So, my loving wife shooed me out of the house this past Saturday morning.  I left the house at 09:30AM and stopped by my friend Oscar's house to pick up a sleeping mat.  He didn't know though that his sons had cleaned out his supply of camping gear on their way out to Utah themselves!  

I lost an hour this way of daylight but no problem.  It was heavy duty slab riding on I-70 to the Utah Border and the final destination of Moab, Utah.  It took me a bit over 8 hours and it was heavy headwinds the whole damn way as long as I was facing West!  Poor Valencia could hardly hold 50 mph even on the straightaways!  Needless to say, on the inclines like when we crossed the Continental Divide, she struggled.

At the Utah Border

We got to Moab at 7:05 PM, I tried the online services for a cheap room but there was some large collectors car rally in town and not a room to be had for any kind of reasonable amount.  I checked out the Slippery Rock RV Camp and they had one last tent site for me!  

Man I was tired, even the flimsy sleeping mat I'd bought earlier at Walmarts in Rifle, CO seemed good.

 I woke early and managed to do a little tour of the Arches National Park in the "golden hour' just after dawn.  The above picture was taken much later after I'd finished riding Arches.  I didn't spend too much time at Arches as the really good stuff you have to hike to get to.  I don't hike, ten+ years in the Army cured me of that little habit!

Above and below, view of the Courthouse Towers Rock Formations
in Arches National Park

 Rock formation at Arches N.P.

 The Devil's Garden in Arches N.P.

 Balanced Rock at Arches N.P.

 A curious rock formation in
Arches N.P.

A view of the Moab Fault from
within Arches N.P.

From Arches, I tried unsuccesfully to find a breakfast place in Moab that wasn't overfull, so instead I tanked up and headed to the Canyonlands National Park which was about 35 miles away.  I figured there would be some place to get something to eat along the way.  I was wrong.

 Panoramic shot of the Monitor and Merrimac Rock Formations
that one sees while riding towards the entrance to Canyonlands National Park

 Valencia at one of the two overlooks from which to see the
Monitor and Merrimac Rock Formations

As I rode about Canyonlands N.P. I was beginning to think that it was a hiker's kind of national park in that there was not much in the way of views to pose one's motorcycle by.  How wrong I was.  I noted, while watching the view from the Grand View Overlook that there was a trail called Shafer's Road that seemed to dive down into the canyon below.  That was for me!

 A panoramic view of canyons from the paved road coming
from Grand View Overlook.

 See that thin road way down there in the floor of the canyon?
That's White Rim Road and you get to it via
Shafer's Road

 Now on Shafer Road, a view of White Rim Road from the top

 I like the symmetry presented by the canyon walls on the far side

 A view of Shafer Road and the way it hugs the side
of the canyon walls.

 The several hairpin turns on Shafer Road were very steep 
and very tight, Valencia and I went really slow.

 The paved road for Canyonlands N.P. sits atop the far side canyon
walls across from where Valencia is posing.

[Records supplied]:
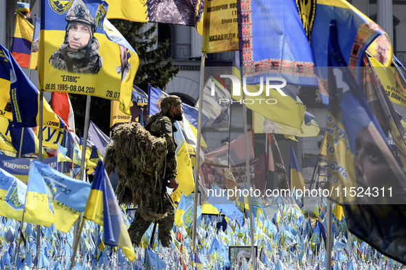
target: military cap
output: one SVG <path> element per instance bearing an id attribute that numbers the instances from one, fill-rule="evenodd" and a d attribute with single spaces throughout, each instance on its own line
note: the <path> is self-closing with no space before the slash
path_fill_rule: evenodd
<path id="1" fill-rule="evenodd" d="M 161 101 L 161 110 L 164 114 L 167 113 L 169 110 L 169 108 L 172 105 L 177 106 L 179 104 L 182 103 L 182 100 L 178 96 L 175 96 L 174 95 L 172 95 L 168 97 L 165 97 L 162 101 Z"/>
<path id="2" fill-rule="evenodd" d="M 90 11 L 82 0 L 76 0 L 66 14 L 65 20 L 70 22 L 80 22 L 91 26 L 92 34 L 96 31 L 96 24 Z M 69 28 L 67 29 L 69 30 Z"/>

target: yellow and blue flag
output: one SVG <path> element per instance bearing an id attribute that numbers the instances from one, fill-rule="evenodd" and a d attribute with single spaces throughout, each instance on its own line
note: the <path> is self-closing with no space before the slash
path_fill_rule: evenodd
<path id="1" fill-rule="evenodd" d="M 78 165 L 80 166 L 82 164 L 82 150 L 78 146 L 77 144 L 74 145 L 74 158 L 72 160 L 74 164 L 77 164 Z"/>
<path id="2" fill-rule="evenodd" d="M 177 145 L 175 151 L 177 157 L 177 180 L 179 185 L 172 193 L 170 197 L 174 201 L 179 201 L 182 194 L 188 196 L 194 191 L 194 178 L 193 177 L 192 161 L 188 149 L 189 144 L 185 140 L 185 136 L 182 133 L 179 123 L 175 122 L 174 126 L 177 129 L 173 136 Z"/>
<path id="3" fill-rule="evenodd" d="M 21 3 L 21 4 L 24 3 Z M 19 8 L 19 5 L 20 3 L 17 5 L 18 8 Z M 27 21 L 25 15 L 17 12 L 11 51 L 21 67 L 29 67 L 33 33 L 34 26 Z"/>
<path id="4" fill-rule="evenodd" d="M 293 151 L 293 147 L 291 143 L 291 190 L 301 189 L 304 192 L 304 180 L 302 175 L 302 171 L 296 160 L 296 155 Z"/>
<path id="5" fill-rule="evenodd" d="M 109 5 L 102 0 L 74 0 L 65 5 L 54 2 L 42 0 L 41 5 L 38 66 L 41 89 L 117 100 L 120 110 L 129 114 L 139 59 L 105 19 Z M 80 44 L 80 49 L 71 39 L 68 40 L 69 32 L 74 31 L 68 27 L 78 18 L 84 18 L 80 19 L 87 21 L 91 28 L 88 29 L 91 38 Z"/>
<path id="6" fill-rule="evenodd" d="M 333 193 L 330 199 L 343 206 L 348 229 L 354 235 L 381 252 L 406 262 L 406 177 L 348 69 L 337 27 L 332 21 L 327 179 L 329 189 L 348 193 Z M 389 190 L 392 191 L 390 195 Z"/>
<path id="7" fill-rule="evenodd" d="M 0 169 L 0 215 L 21 221 L 25 204 L 27 185 L 10 173 Z M 24 216 L 24 221 L 38 224 L 36 219 Z"/>
<path id="8" fill-rule="evenodd" d="M 104 156 L 104 148 L 110 143 L 110 138 L 98 127 L 91 120 L 89 122 L 89 140 L 94 143 L 98 151 L 102 156 Z M 93 151 L 93 148 L 92 148 Z"/>
<path id="9" fill-rule="evenodd" d="M 72 160 L 71 160 L 69 158 L 68 158 L 67 156 L 66 156 L 66 152 L 67 151 L 67 149 L 65 147 L 63 147 L 62 145 L 60 145 L 60 144 L 58 144 L 58 162 L 65 162 L 65 161 L 67 161 L 69 162 L 71 162 Z"/>
<path id="10" fill-rule="evenodd" d="M 174 2 L 153 0 L 107 0 L 106 2 L 110 5 L 108 19 L 188 26 L 196 26 L 203 19 L 204 0 L 177 5 Z"/>
<path id="11" fill-rule="evenodd" d="M 39 161 L 30 167 L 25 214 L 38 225 L 67 232 L 84 211 L 90 184 L 75 180 Z"/>
<path id="12" fill-rule="evenodd" d="M 193 200 L 182 194 L 174 216 L 174 222 L 177 226 L 179 226 L 183 223 L 185 227 L 190 228 L 193 221 Z M 196 224 L 200 224 L 201 209 L 199 206 L 197 206 L 196 214 Z"/>
<path id="13" fill-rule="evenodd" d="M 223 190 L 217 186 L 213 186 L 208 194 L 206 201 L 201 208 L 203 214 L 223 214 L 229 219 L 236 219 L 240 224 L 243 224 L 243 212 L 227 198 Z"/>
<path id="14" fill-rule="evenodd" d="M 102 160 L 98 163 L 83 217 L 103 226 L 106 245 L 120 247 L 130 260 L 135 259 L 127 228 Z"/>
<path id="15" fill-rule="evenodd" d="M 273 121 L 256 112 L 252 112 L 252 121 L 255 133 L 274 133 L 297 137 L 314 137 L 320 133 L 315 116 L 308 112 L 304 112 L 304 121 L 302 123 L 300 129 Z"/>
<path id="16" fill-rule="evenodd" d="M 313 58 L 294 1 L 245 1 L 238 15 L 240 62 L 247 84 L 280 77 L 290 84 L 317 85 Z"/>
<path id="17" fill-rule="evenodd" d="M 16 156 L 17 155 L 17 150 L 1 133 L 0 133 L 0 150 L 7 156 Z"/>
<path id="18" fill-rule="evenodd" d="M 131 115 L 120 110 L 120 102 L 111 101 L 110 107 L 110 129 L 123 123 L 137 122 L 144 126 L 148 119 L 148 95 L 137 86 L 133 86 L 130 106 Z M 104 155 L 103 155 L 104 156 Z"/>
<path id="19" fill-rule="evenodd" d="M 39 92 L 10 51 L 0 45 L 0 115 L 13 120 L 16 127 L 39 124 Z M 63 127 L 63 121 L 43 99 L 44 125 Z"/>

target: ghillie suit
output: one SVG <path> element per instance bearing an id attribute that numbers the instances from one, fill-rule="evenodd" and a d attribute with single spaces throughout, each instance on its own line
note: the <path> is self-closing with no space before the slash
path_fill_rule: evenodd
<path id="1" fill-rule="evenodd" d="M 137 211 L 146 221 L 166 217 L 157 213 L 165 174 L 165 139 L 152 136 L 138 123 L 128 123 L 114 130 L 112 140 L 106 147 L 104 161 L 108 173 L 117 169 L 119 204 L 137 205 Z M 148 205 L 155 209 L 144 207 Z"/>

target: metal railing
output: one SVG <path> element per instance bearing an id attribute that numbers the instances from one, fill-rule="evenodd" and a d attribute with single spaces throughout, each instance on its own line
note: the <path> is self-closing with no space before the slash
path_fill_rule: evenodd
<path id="1" fill-rule="evenodd" d="M 159 43 L 161 45 L 163 43 Z M 169 47 L 165 51 L 164 57 L 172 56 L 174 60 L 189 60 L 190 58 L 190 45 L 180 43 L 169 43 Z"/>
<path id="2" fill-rule="evenodd" d="M 162 45 L 163 43 L 159 43 Z M 163 55 L 165 58 L 172 56 L 172 59 L 185 60 L 190 59 L 190 45 L 181 43 L 169 43 L 169 47 Z M 207 58 L 218 61 L 232 61 L 234 51 L 225 51 L 218 53 L 207 53 Z"/>
<path id="3" fill-rule="evenodd" d="M 394 54 L 402 64 L 406 66 L 406 51 L 396 51 Z"/>

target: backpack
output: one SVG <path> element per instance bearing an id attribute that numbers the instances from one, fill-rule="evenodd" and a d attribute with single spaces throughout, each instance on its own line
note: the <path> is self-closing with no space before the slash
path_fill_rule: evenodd
<path id="1" fill-rule="evenodd" d="M 163 217 L 143 206 L 149 206 L 150 202 L 156 204 L 156 195 L 161 193 L 166 141 L 151 135 L 139 123 L 123 123 L 113 131 L 112 142 L 106 147 L 104 162 L 109 174 L 117 171 L 115 194 L 119 204 L 138 206 L 137 210 L 146 220 Z"/>

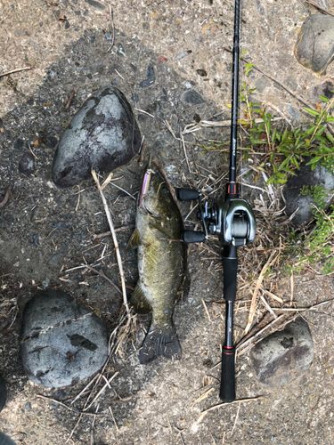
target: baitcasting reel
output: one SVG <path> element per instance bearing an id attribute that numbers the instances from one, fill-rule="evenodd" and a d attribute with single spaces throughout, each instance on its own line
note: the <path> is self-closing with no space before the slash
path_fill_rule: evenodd
<path id="1" fill-rule="evenodd" d="M 232 171 L 232 168 L 231 169 Z M 203 231 L 184 231 L 183 242 L 199 243 L 208 239 L 209 233 L 216 233 L 224 246 L 223 285 L 224 299 L 226 302 L 225 341 L 222 348 L 222 379 L 219 396 L 223 401 L 235 400 L 235 347 L 233 345 L 233 302 L 237 293 L 238 255 L 237 248 L 254 241 L 257 224 L 249 204 L 239 198 L 239 184 L 227 182 L 225 201 L 216 203 L 208 208 L 202 206 L 201 194 L 193 190 L 179 189 L 178 198 L 182 201 L 199 199 L 200 210 L 197 217 Z M 208 226 L 208 227 L 207 227 Z"/>
<path id="2" fill-rule="evenodd" d="M 235 188 L 238 184 L 235 183 Z M 184 231 L 183 239 L 185 244 L 200 243 L 208 239 L 208 234 L 218 235 L 223 246 L 239 247 L 254 241 L 256 220 L 249 204 L 240 198 L 229 198 L 237 193 L 227 189 L 225 202 L 218 201 L 211 208 L 208 202 L 203 207 L 200 192 L 191 189 L 178 189 L 177 198 L 181 201 L 199 199 L 200 210 L 197 218 L 200 221 L 204 231 Z"/>

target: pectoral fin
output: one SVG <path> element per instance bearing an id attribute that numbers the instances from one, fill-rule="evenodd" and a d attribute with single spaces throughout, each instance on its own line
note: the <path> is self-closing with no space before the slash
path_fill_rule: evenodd
<path id="1" fill-rule="evenodd" d="M 138 229 L 134 229 L 134 233 L 131 235 L 129 242 L 127 243 L 126 250 L 135 249 L 142 244 L 141 236 L 139 234 Z"/>
<path id="2" fill-rule="evenodd" d="M 134 306 L 134 312 L 137 313 L 148 313 L 152 311 L 152 307 L 147 301 L 140 284 L 137 284 L 135 287 L 130 303 Z"/>

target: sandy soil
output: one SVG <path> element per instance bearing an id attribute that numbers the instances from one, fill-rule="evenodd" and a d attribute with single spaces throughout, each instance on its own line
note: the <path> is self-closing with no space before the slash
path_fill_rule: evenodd
<path id="1" fill-rule="evenodd" d="M 242 2 L 241 49 L 247 50 L 249 61 L 314 104 L 314 88 L 331 79 L 334 69 L 330 66 L 319 77 L 293 55 L 297 30 L 310 12 L 314 12 L 310 8 L 301 0 Z M 224 48 L 232 43 L 233 4 L 69 0 L 56 4 L 46 0 L 0 0 L 0 71 L 31 66 L 29 70 L 0 77 L 0 200 L 8 187 L 12 190 L 8 204 L 0 208 L 0 373 L 8 384 L 1 430 L 26 445 L 331 444 L 334 338 L 330 305 L 305 315 L 315 355 L 299 380 L 278 389 L 262 385 L 246 353 L 237 361 L 238 399 L 264 398 L 218 408 L 199 422 L 203 410 L 219 404 L 224 306 L 216 239 L 208 244 L 211 250 L 191 247 L 191 287 L 175 314 L 183 352 L 181 361 L 161 359 L 145 367 L 139 364 L 136 351 L 148 318 L 138 318 L 131 340 L 108 364 L 107 378 L 118 374 L 90 409 L 91 415 L 79 413 L 86 395 L 69 405 L 89 379 L 61 390 L 46 390 L 27 380 L 20 359 L 20 326 L 24 303 L 36 292 L 53 287 L 70 293 L 101 315 L 109 333 L 117 326 L 122 305 L 119 295 L 101 277 L 82 269 L 65 271 L 84 261 L 97 263 L 103 253 L 104 258 L 98 262 L 102 270 L 119 284 L 112 240 L 94 238 L 108 230 L 94 182 L 65 190 L 52 182 L 51 166 L 61 132 L 89 94 L 115 85 L 137 109 L 147 153 L 159 159 L 173 185 L 199 186 L 208 192 L 213 187 L 208 174 L 216 179 L 228 166 L 224 153 L 208 152 L 201 144 L 208 145 L 209 139 L 228 140 L 228 130 L 210 127 L 184 136 L 190 171 L 177 138 L 186 125 L 199 119 L 229 118 L 232 58 Z M 156 80 L 142 88 L 149 64 Z M 300 101 L 278 82 L 255 69 L 248 77 L 249 88 L 257 88 L 254 101 L 272 104 L 295 125 L 305 121 Z M 66 111 L 73 89 L 75 98 Z M 200 94 L 202 103 L 183 102 L 183 93 L 191 89 Z M 278 116 L 274 108 L 272 113 Z M 37 169 L 26 177 L 19 173 L 18 165 L 29 150 L 34 152 Z M 114 177 L 118 178 L 117 185 L 135 193 L 141 178 L 137 159 Z M 248 181 L 254 184 L 254 177 Z M 258 196 L 253 189 L 245 191 L 250 202 Z M 105 192 L 115 227 L 123 227 L 118 242 L 126 282 L 134 286 L 136 256 L 125 250 L 134 222 L 134 200 L 111 185 Z M 223 188 L 212 196 L 222 194 Z M 182 207 L 187 214 L 189 205 Z M 188 227 L 194 228 L 193 214 L 189 220 Z M 259 248 L 258 243 L 255 246 Z M 243 279 L 251 248 L 240 249 Z M 291 279 L 281 273 L 282 265 L 265 281 L 281 298 L 289 301 L 292 293 L 293 300 L 303 306 L 330 299 L 331 275 L 323 277 L 310 270 Z M 240 298 L 249 300 L 254 286 L 250 280 Z M 238 307 L 240 338 L 248 312 L 246 303 Z M 259 304 L 256 321 L 263 314 Z M 103 384 L 102 381 L 99 387 Z M 203 393 L 206 397 L 196 401 Z M 63 402 L 71 410 L 38 394 Z"/>

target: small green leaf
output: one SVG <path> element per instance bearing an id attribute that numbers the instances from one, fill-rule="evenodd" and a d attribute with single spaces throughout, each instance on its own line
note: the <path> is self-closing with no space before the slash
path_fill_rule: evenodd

[Set of tasks]:
(1) In the Moab motorcycle trip account, what time did the rider arrive in Moab?
(2) Revise the passage of the Moab trip account starting at "That's White Rim" and ending at "the canyon walls.", putting "White Rim Trail" in place of "White Rim Road".
(3) Extend the account of the motorcycle trip to Moab and Canyonlands, picking up after its final sentence.

[Task-by-task answers]:
(1) 7:05 PM

(2)
That's White Rim Trail and you get to it via
Shafer's Road

 Now on Shafer Road, a view of White Rim Trail from the top

 I like the symmetry presented by the canyon walls on the far side

 A view of Shafer Road and the way it hugs the side
of the canyon walls.

(3)
 Massive and very straight canyon ways would be my 
companions all the way down to the canyon floor.

 Shafer's Road is apparently very popular with bicyclists who were
chugging their way up the steep road.  That's the support vehicle
escorting three female riders who were riding up the steep slopes.

 Slowly making my way down the steep dirt roads, which were filled
with loose rocks of all sizes, big rocks poking out from the dirt and lots 
and lots of loose sand to break one's traction if not careful!

 Another view of the high canyon walls along Shafer's Road

 Still a long way from the bottom.

 As you can see, I'd come down quite a ways!

 Getting closer to White Rim Road.

 Looks almost level doesn't it, nope.  Still lots of up and down slopes covered
with rocks and sand and gravel.

 Another look back to where I'd come down from....

 On White Rim Road now, being passed by a dualsport rider.

It was shortly after the above picture was taken that I came up on a Park Ranger who flagged me down to check for my license plate.  Only "street legal" motorcycles are allowed on this road you see.  He advised me that I'd missed my turn for Potash Road which is the way back to Moab.  I was instead headed out towards a 110 mile loop that is the White Rim Road!  Needless to say, I was very glad the Ranger was there.

I got myself turned around and found the road per the Ranger's instructions.  He had some doubts as to Valencia's ability to negotiate Potash Road as the first couple of miles were much more difficult, he said, that anything I'd ridden so far today.

I didn't want to climb up Shafer's Road though, as I believed I'd end up burning up the clutch on Valencia so Potash Road was my choice.  Man, I should have listened to the Ranger.

 Right after the first 1/4 mile of so of road on Potash Road.  The
Range had not been kidding.  Very steep, very sandy, and rocks out the wazzo!

 Potash Road did have some really nice rock 
formations of it's own though.

 Along Potash Road

 A view of one of the steeper points of Potash Road with
large exposed rocks along the center.  I basically held Valencia's brakes
tight and inched my way down the part that was all exposed rock.

 As I got further along on Potash Road, you can see views of 
the Green River.

 Panoramic view of the one of the gooseneck turns of 
the Green River.

 Many, many nice and large rock formations are there
for your enjoyment along Potash Road

 Another view of Green River.

 The rock formation in the background will be forever known as 
"you left the parking brake on" rock formation.  I rode perhaps 1/4 mile with
the brake on before I realized it.  No apparently damage luckily.

 Made it, here's Valencia at the start of Potash Road.
Below pic gives you some information about this road.

 AFTER leaving Potash road, there was about five more miles of dirt 
riding before I finally got to pavement!  Man, I was glad to get to
that pavement!

 Another "Balanced Rock" just before one finds pavement.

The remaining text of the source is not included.